━━━ ENTRIES SHOWN

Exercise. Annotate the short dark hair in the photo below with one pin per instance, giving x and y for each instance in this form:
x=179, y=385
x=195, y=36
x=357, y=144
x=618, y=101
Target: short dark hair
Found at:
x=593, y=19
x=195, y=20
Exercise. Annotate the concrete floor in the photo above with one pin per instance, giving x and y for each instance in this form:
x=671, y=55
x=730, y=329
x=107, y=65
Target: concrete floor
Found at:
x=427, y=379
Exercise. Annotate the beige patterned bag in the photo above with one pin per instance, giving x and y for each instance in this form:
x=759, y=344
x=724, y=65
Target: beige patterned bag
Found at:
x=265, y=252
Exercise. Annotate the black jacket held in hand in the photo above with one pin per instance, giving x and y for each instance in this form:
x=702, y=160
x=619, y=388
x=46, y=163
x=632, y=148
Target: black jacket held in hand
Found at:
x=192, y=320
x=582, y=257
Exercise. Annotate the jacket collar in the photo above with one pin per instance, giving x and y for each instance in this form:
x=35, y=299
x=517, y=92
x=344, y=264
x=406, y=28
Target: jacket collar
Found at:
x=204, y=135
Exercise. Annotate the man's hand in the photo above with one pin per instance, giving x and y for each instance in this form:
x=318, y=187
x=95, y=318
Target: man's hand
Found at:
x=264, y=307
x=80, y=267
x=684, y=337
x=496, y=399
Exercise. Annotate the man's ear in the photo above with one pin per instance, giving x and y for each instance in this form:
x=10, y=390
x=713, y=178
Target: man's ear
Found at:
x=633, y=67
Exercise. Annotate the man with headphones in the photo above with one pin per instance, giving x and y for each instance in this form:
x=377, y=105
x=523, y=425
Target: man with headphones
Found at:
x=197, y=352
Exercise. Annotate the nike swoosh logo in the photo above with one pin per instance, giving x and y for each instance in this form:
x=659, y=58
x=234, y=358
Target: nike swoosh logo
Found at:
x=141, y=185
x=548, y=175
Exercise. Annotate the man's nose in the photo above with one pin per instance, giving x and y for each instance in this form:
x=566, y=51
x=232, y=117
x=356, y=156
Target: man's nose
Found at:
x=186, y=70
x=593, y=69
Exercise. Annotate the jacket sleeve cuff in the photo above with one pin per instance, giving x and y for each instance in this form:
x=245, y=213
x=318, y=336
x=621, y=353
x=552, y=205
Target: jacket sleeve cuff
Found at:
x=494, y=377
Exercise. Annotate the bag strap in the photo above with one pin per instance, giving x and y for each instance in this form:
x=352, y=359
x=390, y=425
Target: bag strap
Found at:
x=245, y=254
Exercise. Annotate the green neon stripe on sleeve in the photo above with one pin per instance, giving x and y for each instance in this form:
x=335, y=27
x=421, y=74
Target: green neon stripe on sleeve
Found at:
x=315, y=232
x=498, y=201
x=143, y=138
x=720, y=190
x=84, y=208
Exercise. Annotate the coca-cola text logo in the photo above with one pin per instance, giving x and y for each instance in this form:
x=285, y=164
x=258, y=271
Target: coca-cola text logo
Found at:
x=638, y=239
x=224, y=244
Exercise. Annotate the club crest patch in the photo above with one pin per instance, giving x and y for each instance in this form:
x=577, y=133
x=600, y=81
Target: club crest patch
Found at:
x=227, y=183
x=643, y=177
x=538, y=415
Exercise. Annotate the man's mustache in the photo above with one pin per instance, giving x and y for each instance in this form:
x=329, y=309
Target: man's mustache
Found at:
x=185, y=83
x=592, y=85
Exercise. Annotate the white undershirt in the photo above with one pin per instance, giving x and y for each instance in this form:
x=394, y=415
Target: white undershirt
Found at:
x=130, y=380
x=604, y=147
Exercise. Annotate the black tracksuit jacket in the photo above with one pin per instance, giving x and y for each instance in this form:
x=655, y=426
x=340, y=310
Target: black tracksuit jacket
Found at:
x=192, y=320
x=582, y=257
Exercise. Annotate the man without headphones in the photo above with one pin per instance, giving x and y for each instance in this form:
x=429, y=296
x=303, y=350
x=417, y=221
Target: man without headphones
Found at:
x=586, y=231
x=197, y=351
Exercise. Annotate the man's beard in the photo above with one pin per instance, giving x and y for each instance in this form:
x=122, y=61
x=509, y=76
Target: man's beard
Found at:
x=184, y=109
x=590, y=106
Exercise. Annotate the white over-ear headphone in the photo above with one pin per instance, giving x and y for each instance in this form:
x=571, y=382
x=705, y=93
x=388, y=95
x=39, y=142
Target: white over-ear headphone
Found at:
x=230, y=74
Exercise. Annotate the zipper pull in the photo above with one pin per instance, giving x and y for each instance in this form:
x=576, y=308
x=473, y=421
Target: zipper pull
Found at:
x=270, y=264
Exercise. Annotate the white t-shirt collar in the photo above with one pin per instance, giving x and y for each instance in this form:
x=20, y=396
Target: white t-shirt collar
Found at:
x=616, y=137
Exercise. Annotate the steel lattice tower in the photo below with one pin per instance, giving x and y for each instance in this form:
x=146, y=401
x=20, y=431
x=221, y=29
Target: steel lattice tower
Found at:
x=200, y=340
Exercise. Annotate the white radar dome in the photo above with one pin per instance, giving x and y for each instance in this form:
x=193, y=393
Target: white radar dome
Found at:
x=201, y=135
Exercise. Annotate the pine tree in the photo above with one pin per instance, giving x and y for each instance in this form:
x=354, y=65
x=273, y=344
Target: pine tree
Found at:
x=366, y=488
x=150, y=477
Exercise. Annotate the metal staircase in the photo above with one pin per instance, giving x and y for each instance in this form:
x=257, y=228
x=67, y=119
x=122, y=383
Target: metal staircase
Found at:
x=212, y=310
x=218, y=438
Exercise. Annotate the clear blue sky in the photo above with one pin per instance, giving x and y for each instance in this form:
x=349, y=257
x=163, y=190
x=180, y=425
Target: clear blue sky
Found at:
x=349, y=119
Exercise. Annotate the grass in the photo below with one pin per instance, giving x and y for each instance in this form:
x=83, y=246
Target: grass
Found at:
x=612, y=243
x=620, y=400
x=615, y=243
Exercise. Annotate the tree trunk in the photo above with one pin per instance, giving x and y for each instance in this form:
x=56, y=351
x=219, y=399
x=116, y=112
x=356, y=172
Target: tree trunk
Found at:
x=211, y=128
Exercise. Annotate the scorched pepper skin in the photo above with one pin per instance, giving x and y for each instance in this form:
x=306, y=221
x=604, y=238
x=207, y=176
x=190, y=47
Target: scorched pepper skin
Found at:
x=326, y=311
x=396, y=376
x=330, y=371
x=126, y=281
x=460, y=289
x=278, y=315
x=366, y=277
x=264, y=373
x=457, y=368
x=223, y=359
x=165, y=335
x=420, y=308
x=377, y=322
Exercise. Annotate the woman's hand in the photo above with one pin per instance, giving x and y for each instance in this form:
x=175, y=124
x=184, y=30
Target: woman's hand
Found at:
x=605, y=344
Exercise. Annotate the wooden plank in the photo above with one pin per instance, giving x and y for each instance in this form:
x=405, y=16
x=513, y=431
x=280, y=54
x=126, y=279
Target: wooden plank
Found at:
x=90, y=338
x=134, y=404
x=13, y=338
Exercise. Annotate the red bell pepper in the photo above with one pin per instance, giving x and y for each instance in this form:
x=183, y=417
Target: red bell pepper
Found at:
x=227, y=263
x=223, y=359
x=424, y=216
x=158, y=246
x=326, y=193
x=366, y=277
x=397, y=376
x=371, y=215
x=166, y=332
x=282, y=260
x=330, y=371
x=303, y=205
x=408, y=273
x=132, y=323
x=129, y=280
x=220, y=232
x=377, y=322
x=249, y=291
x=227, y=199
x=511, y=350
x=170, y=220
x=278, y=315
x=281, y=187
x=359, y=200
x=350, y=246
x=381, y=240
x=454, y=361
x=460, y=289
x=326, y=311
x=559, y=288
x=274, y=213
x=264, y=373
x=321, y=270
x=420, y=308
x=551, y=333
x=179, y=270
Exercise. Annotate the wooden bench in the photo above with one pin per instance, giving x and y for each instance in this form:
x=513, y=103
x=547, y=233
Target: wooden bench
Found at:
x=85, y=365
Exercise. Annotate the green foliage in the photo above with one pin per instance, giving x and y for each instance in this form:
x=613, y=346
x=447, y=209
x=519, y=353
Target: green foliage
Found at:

━━━━━━

• **OBJECTIVE**: Can you arrange the lines of the records above as a numbered list, starting at the line that contains "Exercise. Annotate the beige" and ending at the line that contains "x=593, y=69", with blank lines left out?

• **FINISHED EXERCISE**:
1. Exercise. Annotate the beige patterned bag in the photo above with one pin per instance, giving x and y for each instance in this form:
2. x=759, y=344
3. x=724, y=65
4. Target: beige patterned bag
5. Found at:
6. x=265, y=252
7. Exercise. Annotate the black jacket held in hand in the photo above with one pin per instance, giving x and y for each instance in this form:
8. x=702, y=160
9. x=619, y=388
10. x=46, y=163
11. x=632, y=148
12. Target: black jacket held in hand
13. Found at:
14. x=192, y=320
15. x=582, y=257
16. Exercise. Annotate the jacket collar in the photo above with one pin per instance, giving x and y for each instance in this form:
17. x=35, y=299
18. x=517, y=92
19. x=344, y=264
20. x=406, y=28
21. Target: jacket collar
22. Found at:
23. x=204, y=135
24. Exercise. Annotate the man's hand in the photo above with one pin per instance, giving x and y for each instance in this form:
25. x=318, y=187
26. x=95, y=318
27. Target: man's hand
28. Found at:
29. x=264, y=307
30. x=80, y=267
31. x=684, y=337
32. x=496, y=399
33. Exercise. Annotate the man's ear in the photo above with one pin per instance, giving x and y for each instance in this form:
34. x=10, y=390
35. x=713, y=178
36. Target: man's ear
37. Found at:
38. x=633, y=67
39. Exercise. Annotate the man with headphones in the photo above with one pin per instance, giving x and y for each instance in this form:
40. x=377, y=105
41. x=523, y=425
42. Target: man with headphones
43. Found at:
44. x=197, y=352
45. Exercise. Annotate the nike swoosh logo in the photo above with one pin per instance, giving x and y for each instance in this form:
46. x=659, y=58
47. x=234, y=358
48. Target: nike swoosh logo
49. Found at:
50. x=141, y=185
51. x=548, y=175
52. Exercise. Annotate the man's nose in the photo above with one pin per instance, giving x and y for each instance in this form:
53. x=566, y=51
54. x=232, y=117
55. x=356, y=156
56. Target: man's nose
57. Found at:
58. x=186, y=70
59. x=593, y=69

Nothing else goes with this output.